What needs to be done:
Write a continuation of the text on using prefrontal cortex activity to detect cannabis intoxication, picking up right after its last sentence.

Document excerpt:
◇ ◇ ◇ ◇ ◇ ◇ ◇

Many of the impairments that can be associated with cannabis use—memory, attention, reaction time, visual tracking and motor function—rely on activity in the prefrontal cortex (PFC). Researchers at Massachusetts General Hospital have therefore been investigating whether measurement of PFC activity can detect cannabis intoxication.
In a previous study, Jodi M. Gilman, PhD, director of neuroscience in the Center for Addiction Medicine (CAM) at Mass General, and colleagues found that in regular cannabis users who became intoxicated after a single dose of THC, there was significant increased PFC activity.
In NeuroImage, Dr. Gilman, and CAM founding director A. Eden Evins, MD, MPH, and colleagues extend these findings, reporting the first double-blind, placebo-controlled crossover study to show that PFC activation can serve as a biomarker of cannabis intoxication.
In both this study and the earlier one, the researchers measured PFC activity with functional near-infrared spectroscopy (fNIRS). This noninvasive brain imaging technique can be used outside a laboratory at relatively low cost. A cap containing fNIRS optodes is placed on the head of the person being tested, and light is projected onto the forehead (the site of the PFC).
fNIRS capitalizes on the differences in the light absorption spectra of oxygenated and deoxygenated hemoglobin to detect brain activity. Brain activity is associated with changes in oxygenated and deoxygenated hemoglobin concentrations.
The researchers recruited 54 adults from the community, ages 18 to 55, who reported at least weekly cannabis use.
Each participant came for two study visits at least seven days apart. In randomized order, they received placebo at one visit and between 5 and 50 mg of dronabinol (a synthetic form of THC) at the other. They rated the effects of the drug at baseline and about every 15 minutes for four hours.
At each of the two study visits, participants underwent fNIRS before drug administration (pre-scan), about 100 minutes after administration (peak scan, corresponding to the expected time of the peak effect of dronabinol) and about 200 minutes after administration (post-scan). During each scan, participants completed a working memory task.

◇ ◇ ◇ ◇ ◇ ◇ ◇

Record excerpts:

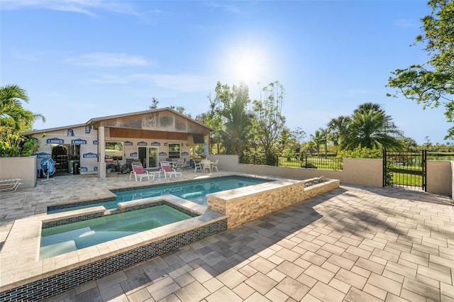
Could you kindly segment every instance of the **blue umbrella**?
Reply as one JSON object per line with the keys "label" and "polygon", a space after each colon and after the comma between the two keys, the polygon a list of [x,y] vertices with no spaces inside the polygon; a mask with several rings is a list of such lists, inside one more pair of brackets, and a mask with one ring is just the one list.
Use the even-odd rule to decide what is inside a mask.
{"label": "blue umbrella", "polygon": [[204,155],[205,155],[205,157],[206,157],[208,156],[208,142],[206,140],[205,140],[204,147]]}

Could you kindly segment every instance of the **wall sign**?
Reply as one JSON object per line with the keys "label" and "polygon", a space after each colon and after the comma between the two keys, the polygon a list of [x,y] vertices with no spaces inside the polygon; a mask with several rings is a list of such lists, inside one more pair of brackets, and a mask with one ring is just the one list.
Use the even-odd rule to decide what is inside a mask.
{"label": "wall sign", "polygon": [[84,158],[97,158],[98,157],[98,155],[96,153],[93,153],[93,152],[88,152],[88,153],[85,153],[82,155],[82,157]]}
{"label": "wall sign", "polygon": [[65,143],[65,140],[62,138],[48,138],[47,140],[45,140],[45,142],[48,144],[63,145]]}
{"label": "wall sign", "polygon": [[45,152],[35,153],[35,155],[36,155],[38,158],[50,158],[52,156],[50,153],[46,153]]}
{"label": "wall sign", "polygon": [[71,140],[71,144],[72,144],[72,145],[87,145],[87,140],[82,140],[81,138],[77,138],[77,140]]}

◇ ◇ ◇ ◇ ◇ ◇ ◇

Output below:
- Twenty-seven participants (50%) were considered high responders to THC, with an increase in intoxication ratings of 68% during the study period. In the low responder group, the increase was only 16%
- Only participants who reported greater increases in intoxication showed greater deterioration in performance on the memory task
- In high responders, the concentration of oxygenated hemoglobin on the peak scan was significantly increased throughout the PFC, compared with the pre-scan. The concentration decreased between the peak scan and the post-scan when intoxication had mostly resolved
- After placebo, or after receiving THC but not experiencing intoxication, participants did not show either worsening cognitive performance or an increased concentration of oxygenated hemoglobin in the PFC
In short, THC intoxication caused increased PFC activity, and fNIRS was able to measure that effect.
More than 20 years ago, research with positron emission tomography also demonstrated increases in cortical activation following cannabis smoking or infusion of THC, which lends credence to these results. However, in the current study, it isn't certain that the changes in fNIRS were associated with THC specifically, not some other form of intoxication.
Therefore, the researchers plan to test how combinations of drugs that are commonly used together, such as THC and alcohol or opiates, affect PFC activation.